### PAGE EXCERPT
+ + + +

One of my projects that I've mentioned many times in this space is the Vanderbilt Television News Archive. In past columns, I've talked about how we use large-scale digital video technologies and described some of the techniques we've found for analyzing Web server logs to help us monitor activity. Recently, I've been looking for ways to attract new visitors to the archive's Web site. We implemented a scheme for unleashing the data held in our database of news abstracts so that it can be discovered on the open Web through search engines-especially Google. We see ourselves victim to what's often called the "invisible Web": Information dynamically presented to users as they search a resource can be hard to find from the broader Web since it isn't normally indexed by the search engines.
The Vanderbilt Television News Archive provides "TV-NewsSearch," a Web-accessible database that describes our collection of national news broadcasts. The database currently holds more than 800,000 records, most of which have news summaries that describe a news story, including the event, people involved, and the video shown. We offer a search engine that works effectively to help you find items in our collection once you get to our site. While TV-NewsSearch works well for those who manage to find our site, we also wanted to use its contents to attract more visitors.
Entrepreneurial Motivation
We're highly motivated to find new ways of bringing more activity to our site. The archive's mission is to preserve and provide access to national news broadcasts. The Vanderbilt Television News Archive is unique in many ways, and we work hard to ensure its ongoing activity. We function under a mandate to keep a balanced budget and must find ways to earn income to meet operational expenses. In this entrepreneurial environment, we know that an increase of visitors to our site can be leveraged to help keep us out of the red.

+ + + +

### WHAT TO WORK ON
[a] Pick out each line in the records that contains the word "woman". Case counts.
[b] Resume the article on drawing visitors to the Vanderbilt Television News Archive's Web site, starting after its last sentence.

+ + + +

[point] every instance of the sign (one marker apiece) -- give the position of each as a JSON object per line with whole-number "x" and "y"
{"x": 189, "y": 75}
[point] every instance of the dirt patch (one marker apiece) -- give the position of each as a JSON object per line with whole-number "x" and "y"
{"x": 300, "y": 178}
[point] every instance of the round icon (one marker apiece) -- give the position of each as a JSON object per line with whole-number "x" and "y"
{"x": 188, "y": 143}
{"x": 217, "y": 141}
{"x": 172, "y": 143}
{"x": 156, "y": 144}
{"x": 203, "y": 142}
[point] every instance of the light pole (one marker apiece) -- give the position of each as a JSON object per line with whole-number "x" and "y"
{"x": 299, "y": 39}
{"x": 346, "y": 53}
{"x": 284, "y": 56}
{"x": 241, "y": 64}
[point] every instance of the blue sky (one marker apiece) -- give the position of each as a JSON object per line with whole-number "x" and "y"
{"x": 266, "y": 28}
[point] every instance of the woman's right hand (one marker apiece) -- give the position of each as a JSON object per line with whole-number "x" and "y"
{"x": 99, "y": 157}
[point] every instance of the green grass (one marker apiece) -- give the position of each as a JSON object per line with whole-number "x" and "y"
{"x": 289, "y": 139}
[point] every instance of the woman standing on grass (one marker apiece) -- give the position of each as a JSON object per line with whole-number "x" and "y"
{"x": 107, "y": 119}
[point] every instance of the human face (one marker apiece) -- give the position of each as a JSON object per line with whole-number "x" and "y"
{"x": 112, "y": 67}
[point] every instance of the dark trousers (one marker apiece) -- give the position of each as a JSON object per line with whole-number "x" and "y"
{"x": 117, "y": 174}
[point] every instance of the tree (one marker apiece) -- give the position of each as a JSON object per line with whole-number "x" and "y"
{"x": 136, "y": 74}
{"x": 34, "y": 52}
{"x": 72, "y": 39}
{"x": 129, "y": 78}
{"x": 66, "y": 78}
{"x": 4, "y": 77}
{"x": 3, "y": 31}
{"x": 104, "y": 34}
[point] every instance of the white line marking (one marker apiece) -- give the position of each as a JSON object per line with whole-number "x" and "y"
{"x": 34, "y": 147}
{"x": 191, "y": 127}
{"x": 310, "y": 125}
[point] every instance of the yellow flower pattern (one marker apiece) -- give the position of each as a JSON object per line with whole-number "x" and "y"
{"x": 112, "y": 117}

+ + + +

### TASK-BY-TASK OUTPUTS
[a]
[point] every instance of the woman's right hand (one marker apiece) -- give the position of each as a JSON object per line with whole-number "x" and "y"
[point] every instance of the woman standing on grass (one marker apiece) -- give the position of each as a JSON object per line with whole-number "x" and "y"

[b]
Part of the archive's income is from the service fees we charge for our videotape loan service. All items in our collection are available for loan on videotape. As users search the TV-NewsSearch database, they can select whole programs or individual items to be copied onto a videotape, which is then loaned to them for a limited time for viewing and research. (We don't sell or license material; we just charge a fee to cover our costs.) The fees work on a sliding scale, with a subsidized rate to users who are associated with Vanderbilt or one of our sponsoring institutions. The TV News Web site includes an e-commerce system that allows users to select the items they want to borrow and to pay for them online.
We hypothesized that videotape loan income would grow in some proportion to increased Web site activity. While activity on the site has always been brisk, it hasn't been overwhelming. We believed that the activity on the site would be higher (perhaps resulting in more videotape orders) if more people knew we existed. So we needed to help them find us.
Bring 'Em in Through Google
We all know that a huge number of Web users rely on Google. While other search engines should not be neglected, we focused our attention on Google first since it would have the biggest impact.
I began by exploring our Web server logs to see exactly how people find us. One of the most important components of a Web server's logs is the HTTP Referrer. This tells you which Web site and page the user was on when he or she clicked on a link to get to your site. The following is a typical log entry:
2006-01-09 14:09:12 129.59.150 .105 GET /index.pl - 80 - fl-71-0244-74.dyn.sprint-hsd.net Mozilla/ 5.0+(Macintosh;+U;+PPC+Mac+ OS+X;+en) +AppleWebKit/312.1 +(KHTML,+like+Gecko)+Safari /312 http://www.google.com/ search?hl=en&q=television+news +search&btnG=Google+Search 200 O O 11804
The HTTP Referrer is http://www .google.com/search?hl=en&q=television +news+search&btnG=Google+Search.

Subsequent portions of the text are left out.